Please copy the stretch from the line containing "Practice. Locate the side" through the last line, swapping "Query" for "Target" and keeping everything else the same.
begin Given entries
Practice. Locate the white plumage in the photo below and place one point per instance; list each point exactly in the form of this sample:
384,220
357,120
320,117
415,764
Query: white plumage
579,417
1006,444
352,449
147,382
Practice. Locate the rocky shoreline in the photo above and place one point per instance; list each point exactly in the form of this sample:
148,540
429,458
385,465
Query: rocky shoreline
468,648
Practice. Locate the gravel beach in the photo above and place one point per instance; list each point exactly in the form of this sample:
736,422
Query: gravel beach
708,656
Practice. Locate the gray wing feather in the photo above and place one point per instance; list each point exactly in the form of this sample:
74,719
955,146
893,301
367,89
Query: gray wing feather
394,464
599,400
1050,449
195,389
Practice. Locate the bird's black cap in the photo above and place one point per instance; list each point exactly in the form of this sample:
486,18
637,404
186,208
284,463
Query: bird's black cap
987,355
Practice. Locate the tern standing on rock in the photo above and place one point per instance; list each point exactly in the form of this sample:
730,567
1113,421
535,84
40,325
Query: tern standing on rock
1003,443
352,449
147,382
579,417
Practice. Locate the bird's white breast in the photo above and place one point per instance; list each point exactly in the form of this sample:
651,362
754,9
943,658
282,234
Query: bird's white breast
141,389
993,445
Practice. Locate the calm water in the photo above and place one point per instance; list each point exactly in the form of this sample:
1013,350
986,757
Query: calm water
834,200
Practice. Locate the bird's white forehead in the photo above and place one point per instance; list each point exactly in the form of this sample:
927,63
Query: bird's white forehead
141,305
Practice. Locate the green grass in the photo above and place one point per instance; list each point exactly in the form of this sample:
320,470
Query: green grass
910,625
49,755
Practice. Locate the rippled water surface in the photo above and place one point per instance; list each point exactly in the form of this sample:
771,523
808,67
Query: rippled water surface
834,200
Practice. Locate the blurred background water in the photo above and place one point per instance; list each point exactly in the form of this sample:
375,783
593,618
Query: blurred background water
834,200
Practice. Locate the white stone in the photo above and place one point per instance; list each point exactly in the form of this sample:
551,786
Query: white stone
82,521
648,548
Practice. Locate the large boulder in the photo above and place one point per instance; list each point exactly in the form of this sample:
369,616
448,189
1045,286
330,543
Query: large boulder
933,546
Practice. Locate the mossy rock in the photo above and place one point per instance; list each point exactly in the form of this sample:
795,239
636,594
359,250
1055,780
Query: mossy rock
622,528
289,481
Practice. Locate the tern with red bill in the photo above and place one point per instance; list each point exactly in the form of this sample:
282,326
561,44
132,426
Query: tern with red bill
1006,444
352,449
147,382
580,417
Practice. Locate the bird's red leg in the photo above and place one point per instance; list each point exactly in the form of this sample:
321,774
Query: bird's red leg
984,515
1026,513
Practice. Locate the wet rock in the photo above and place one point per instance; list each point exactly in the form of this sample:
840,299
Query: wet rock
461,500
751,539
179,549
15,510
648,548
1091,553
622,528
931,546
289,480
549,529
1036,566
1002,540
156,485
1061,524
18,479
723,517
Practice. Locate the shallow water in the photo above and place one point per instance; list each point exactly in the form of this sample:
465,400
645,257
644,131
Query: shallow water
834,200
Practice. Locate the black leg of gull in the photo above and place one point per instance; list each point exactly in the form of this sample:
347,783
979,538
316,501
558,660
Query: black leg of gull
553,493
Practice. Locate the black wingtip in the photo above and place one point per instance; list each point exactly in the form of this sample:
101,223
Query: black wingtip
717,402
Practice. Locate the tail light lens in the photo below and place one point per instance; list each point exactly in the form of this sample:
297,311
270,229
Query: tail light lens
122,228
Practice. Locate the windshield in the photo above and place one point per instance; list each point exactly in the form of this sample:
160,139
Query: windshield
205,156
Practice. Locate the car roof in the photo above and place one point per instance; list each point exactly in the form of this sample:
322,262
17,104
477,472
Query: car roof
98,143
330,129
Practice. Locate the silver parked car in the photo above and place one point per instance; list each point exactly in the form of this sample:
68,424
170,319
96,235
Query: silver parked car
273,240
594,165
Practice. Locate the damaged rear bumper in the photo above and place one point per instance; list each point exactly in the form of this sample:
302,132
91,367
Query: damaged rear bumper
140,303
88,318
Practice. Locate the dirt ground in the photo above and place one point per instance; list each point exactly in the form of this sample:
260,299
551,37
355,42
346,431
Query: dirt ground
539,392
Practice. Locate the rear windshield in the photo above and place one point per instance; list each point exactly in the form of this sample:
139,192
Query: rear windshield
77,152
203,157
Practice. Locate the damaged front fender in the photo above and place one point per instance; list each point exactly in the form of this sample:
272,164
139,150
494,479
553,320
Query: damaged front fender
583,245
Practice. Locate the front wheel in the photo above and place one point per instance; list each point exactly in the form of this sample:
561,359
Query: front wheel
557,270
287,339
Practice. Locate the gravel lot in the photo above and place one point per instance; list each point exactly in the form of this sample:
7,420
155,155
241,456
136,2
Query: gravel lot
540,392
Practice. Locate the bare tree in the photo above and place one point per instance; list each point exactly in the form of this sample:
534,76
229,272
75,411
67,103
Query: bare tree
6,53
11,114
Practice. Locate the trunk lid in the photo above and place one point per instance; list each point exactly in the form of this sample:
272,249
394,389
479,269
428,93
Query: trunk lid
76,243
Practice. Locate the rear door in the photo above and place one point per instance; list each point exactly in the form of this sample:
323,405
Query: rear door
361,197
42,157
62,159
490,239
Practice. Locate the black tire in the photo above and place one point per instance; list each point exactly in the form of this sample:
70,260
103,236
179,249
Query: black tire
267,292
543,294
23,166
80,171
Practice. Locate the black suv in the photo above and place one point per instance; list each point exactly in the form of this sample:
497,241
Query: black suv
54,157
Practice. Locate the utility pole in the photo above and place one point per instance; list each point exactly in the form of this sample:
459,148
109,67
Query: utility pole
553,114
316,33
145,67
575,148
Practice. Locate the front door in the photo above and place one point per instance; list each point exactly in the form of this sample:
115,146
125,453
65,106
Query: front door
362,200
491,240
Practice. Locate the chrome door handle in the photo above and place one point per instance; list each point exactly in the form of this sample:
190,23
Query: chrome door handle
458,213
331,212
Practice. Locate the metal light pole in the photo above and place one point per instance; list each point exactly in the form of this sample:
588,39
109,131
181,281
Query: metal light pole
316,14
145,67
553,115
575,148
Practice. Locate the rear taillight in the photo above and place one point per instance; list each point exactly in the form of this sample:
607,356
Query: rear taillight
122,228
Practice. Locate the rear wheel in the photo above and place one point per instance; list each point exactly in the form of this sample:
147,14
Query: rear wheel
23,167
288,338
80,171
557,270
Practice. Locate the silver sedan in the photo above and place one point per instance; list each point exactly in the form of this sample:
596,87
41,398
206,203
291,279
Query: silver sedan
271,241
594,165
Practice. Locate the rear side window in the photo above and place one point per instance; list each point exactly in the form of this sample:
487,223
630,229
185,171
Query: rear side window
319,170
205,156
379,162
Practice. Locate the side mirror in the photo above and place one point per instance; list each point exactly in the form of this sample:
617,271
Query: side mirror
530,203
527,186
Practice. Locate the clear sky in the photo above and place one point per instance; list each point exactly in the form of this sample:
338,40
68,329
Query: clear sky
end Given entries
- **Exercise result**
Practice. Locate the side mirror in the photo above and place one point per instance; list each point exactly in the form of this sample:
617,271
Target: side mirror
530,203
527,186
Practice. Locate the clear sky in the photo above and place one point per instance; list each point exactly in the form of this sample:
338,40
68,329
Target: clear sky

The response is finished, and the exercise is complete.